→ Text
When to hire an Incident Commander
Do you need a dedicated incident commander? We will explore what an incident commander is, what forms the role can take, and when you should consider the addition of a dedicated incident commander to your organization.
By Ryan McDonald on 3/11/2022
What comes to mind when you hear the term 'incident commander'? You are not alone if you think about fancy, tri-cornered hats, well-polished shoes, and a uniform weighed down by medals. The roles of incident commander, incident manager, or technical escalation manager have been typical in large organizations but are gaining popularity in smaller companies. For the purposes of this article, we will use the term 'incident commander,' but any of the above titles could work.
So, the question is, do you need a dedicated incident commander? Do you need a team of incident commanders?! Can you get by with a volunteer incident commander?
In this post, we will explore what an incident commander is, what forms the role can take, and when you should consider the addition of a dedicated incident commander to your organization.
What is an incident commander?
At its core, an incident commander helps facilitate communication and the timely resolution of a software incident while balancing and minimizing risk to responding teams, the business, and customers. Imagine an authoritative project manager in charge of an impromptu, emergent, and maybe chaotic project with business-ending ramifications if it fails. If you are nodding right now: welcome; you've been involved in a large-scale incident before. If you were successful, someone probably stepped into this role, whether they held the title of Incident Commander or not.
Incident Commanders, especially of the dedicated variety, can also take on a variety of other supporting tasks outside of incidents, including but not limited to:
- Documentation and recording of incidents
- Post-incident review facilitation and incident analysis
- Collecting and aggregating data on uptime and other relevant incident metrics
- Sharing learning from incidents
- Incident process improvement across all responder organizations
The incident commander role, formalized or otherwise, is the linchpin of your response processes. Before you run out and hire a team of incident commanders, it's worth considering what organizational and functional conditions benefit most from having staff dedicated to the role.
Does your organization need an incident commander?
When might an organization consider minting an incident commander role? Below is a list of questions for self-assessing if your team is indeed ready for this unique role.
Caveat: These are generalizations to help organizations understand if there is space or need for an incident command role, not absolutes. The world of incidents, by its nature, is ripe with exceptions.

→ Given records
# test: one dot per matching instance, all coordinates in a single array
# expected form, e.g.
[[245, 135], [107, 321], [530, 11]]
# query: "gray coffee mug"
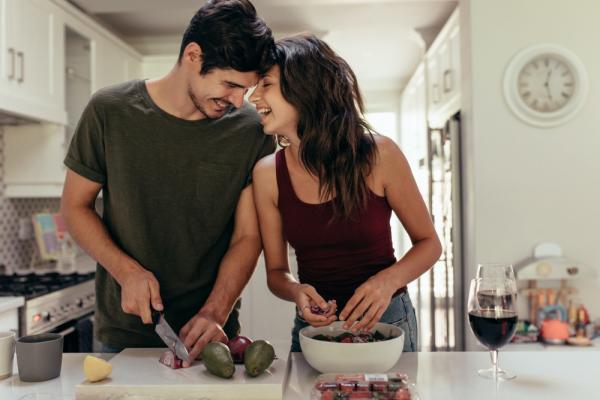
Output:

→ Given exercise
From the incident commander article, extract everything from "So, the question" down to "volunteer incident commander?".

→ The solution
So, the question is, do you need a dedicated incident commander? Do you need a team of incident commanders?! Can you get by with a volunteer incident commander?